Task to complete | Below are entries; output exactly the lines from the one with "Target: flush mount ceiling light" to the one with "point(213, 396)", both included, and nothing else.

################

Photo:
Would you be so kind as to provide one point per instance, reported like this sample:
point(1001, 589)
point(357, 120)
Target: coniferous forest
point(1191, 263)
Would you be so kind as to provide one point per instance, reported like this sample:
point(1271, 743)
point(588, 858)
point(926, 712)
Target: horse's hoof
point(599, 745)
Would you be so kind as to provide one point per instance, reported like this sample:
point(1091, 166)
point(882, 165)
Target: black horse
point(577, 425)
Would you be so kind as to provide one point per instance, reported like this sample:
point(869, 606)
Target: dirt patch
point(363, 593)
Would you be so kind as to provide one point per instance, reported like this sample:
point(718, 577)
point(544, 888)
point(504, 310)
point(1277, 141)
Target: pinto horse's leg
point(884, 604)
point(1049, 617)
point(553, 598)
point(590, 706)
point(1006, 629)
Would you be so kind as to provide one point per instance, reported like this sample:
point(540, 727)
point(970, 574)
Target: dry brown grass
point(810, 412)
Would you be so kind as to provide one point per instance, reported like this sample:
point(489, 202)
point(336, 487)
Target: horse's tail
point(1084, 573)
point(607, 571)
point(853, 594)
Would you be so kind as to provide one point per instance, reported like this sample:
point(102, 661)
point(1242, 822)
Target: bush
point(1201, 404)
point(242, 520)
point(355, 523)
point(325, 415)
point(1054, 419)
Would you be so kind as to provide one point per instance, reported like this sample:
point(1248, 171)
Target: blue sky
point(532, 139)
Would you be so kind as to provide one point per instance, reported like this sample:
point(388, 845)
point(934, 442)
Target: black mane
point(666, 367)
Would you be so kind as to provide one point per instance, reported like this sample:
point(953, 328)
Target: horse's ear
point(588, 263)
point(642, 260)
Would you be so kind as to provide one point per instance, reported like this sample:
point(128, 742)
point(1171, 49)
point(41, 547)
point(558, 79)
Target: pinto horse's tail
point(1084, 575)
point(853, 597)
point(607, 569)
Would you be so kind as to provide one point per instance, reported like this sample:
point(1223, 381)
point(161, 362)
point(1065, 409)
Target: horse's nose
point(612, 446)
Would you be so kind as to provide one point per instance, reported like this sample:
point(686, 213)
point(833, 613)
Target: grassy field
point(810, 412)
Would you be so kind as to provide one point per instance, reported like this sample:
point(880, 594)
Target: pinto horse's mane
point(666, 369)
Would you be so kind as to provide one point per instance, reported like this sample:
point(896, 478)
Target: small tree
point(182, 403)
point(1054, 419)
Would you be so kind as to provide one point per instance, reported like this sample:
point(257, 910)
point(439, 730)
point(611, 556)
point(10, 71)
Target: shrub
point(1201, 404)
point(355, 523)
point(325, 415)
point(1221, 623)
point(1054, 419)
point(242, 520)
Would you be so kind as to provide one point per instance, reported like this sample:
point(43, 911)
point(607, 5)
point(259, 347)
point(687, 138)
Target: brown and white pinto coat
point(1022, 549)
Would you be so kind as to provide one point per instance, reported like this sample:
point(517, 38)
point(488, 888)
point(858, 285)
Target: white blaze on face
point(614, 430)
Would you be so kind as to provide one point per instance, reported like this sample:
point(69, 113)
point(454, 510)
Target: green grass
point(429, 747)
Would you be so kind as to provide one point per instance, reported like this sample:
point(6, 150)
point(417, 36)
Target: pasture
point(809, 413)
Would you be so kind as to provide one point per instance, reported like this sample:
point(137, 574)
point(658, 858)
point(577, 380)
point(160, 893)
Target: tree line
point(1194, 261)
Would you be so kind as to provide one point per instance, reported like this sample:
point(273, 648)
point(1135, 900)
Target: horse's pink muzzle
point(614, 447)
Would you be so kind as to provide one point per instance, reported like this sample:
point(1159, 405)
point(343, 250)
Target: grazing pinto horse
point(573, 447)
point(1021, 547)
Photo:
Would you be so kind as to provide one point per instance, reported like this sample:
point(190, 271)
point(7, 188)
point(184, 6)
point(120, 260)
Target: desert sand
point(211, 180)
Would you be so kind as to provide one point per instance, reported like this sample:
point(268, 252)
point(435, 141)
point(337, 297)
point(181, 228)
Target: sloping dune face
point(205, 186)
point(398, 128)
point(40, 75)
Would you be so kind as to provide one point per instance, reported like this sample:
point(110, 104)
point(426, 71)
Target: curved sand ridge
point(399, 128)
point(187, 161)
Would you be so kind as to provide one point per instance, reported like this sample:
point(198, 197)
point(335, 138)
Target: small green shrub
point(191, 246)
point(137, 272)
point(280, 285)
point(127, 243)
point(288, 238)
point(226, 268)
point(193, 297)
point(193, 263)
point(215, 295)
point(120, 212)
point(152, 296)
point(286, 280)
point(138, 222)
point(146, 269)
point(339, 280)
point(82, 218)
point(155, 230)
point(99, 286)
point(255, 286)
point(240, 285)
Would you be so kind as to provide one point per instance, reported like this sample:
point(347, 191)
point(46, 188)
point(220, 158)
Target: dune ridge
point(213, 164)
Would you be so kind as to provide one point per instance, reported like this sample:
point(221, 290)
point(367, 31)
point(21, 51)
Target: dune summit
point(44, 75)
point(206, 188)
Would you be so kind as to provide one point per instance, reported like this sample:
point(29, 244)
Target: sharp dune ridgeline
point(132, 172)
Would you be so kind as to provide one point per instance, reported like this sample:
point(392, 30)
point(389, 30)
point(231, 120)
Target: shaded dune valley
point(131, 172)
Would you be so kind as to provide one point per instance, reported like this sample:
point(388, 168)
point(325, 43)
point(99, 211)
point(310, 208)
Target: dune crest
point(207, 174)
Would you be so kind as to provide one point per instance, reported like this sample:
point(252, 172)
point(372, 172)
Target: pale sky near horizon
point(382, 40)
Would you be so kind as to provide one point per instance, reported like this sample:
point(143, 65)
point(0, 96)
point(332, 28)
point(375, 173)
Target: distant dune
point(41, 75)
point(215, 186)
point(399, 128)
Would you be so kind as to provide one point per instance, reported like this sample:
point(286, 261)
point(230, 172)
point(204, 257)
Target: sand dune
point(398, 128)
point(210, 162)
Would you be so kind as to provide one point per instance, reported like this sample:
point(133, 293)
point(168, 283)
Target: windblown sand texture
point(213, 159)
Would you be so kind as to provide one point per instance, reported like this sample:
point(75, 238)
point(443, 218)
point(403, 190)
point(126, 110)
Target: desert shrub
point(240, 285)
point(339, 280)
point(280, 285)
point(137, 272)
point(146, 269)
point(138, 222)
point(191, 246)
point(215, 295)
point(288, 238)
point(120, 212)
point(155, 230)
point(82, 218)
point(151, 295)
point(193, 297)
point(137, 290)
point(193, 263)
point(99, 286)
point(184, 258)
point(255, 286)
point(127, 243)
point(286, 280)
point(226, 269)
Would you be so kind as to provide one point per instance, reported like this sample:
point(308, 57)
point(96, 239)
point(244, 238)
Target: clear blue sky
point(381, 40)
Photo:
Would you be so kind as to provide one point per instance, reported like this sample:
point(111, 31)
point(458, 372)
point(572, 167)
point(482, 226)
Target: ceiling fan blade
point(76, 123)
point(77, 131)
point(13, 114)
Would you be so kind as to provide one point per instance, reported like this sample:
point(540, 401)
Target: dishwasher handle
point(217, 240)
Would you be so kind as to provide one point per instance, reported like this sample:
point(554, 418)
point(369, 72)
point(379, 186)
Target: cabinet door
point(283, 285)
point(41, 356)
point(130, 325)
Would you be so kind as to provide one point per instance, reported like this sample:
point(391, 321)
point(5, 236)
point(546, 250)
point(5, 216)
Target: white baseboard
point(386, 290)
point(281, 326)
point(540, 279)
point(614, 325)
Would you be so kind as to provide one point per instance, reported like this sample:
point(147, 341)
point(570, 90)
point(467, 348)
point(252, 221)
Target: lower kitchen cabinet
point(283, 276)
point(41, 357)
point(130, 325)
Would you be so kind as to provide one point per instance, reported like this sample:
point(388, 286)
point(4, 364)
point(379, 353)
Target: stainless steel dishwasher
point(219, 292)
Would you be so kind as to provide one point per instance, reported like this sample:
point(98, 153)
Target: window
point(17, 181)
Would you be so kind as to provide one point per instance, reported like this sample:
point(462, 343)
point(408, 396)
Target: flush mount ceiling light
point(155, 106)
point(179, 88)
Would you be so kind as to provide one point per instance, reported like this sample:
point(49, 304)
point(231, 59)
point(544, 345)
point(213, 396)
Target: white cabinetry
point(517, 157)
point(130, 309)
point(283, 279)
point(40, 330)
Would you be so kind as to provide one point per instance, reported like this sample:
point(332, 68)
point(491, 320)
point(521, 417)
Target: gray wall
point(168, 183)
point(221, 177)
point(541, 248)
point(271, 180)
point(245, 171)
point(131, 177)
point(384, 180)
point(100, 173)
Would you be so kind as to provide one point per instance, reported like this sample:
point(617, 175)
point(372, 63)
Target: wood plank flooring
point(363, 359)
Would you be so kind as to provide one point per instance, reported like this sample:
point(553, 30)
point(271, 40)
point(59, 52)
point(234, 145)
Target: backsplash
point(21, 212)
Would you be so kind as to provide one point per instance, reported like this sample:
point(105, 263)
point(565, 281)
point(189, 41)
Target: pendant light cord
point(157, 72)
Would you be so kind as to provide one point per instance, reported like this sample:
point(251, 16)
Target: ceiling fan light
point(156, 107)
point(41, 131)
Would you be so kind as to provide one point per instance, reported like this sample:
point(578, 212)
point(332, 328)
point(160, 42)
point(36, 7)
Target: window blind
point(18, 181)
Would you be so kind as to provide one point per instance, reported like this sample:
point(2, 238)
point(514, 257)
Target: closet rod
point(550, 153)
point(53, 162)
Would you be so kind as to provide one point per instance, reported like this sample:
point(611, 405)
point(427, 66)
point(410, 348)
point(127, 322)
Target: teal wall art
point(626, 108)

################

Answer area |
Target: flush mount ceiling light
point(155, 106)
point(179, 88)
Would you be so kind as to provide one point per instance, reported like this sample:
point(49, 304)
point(231, 59)
point(544, 345)
point(213, 396)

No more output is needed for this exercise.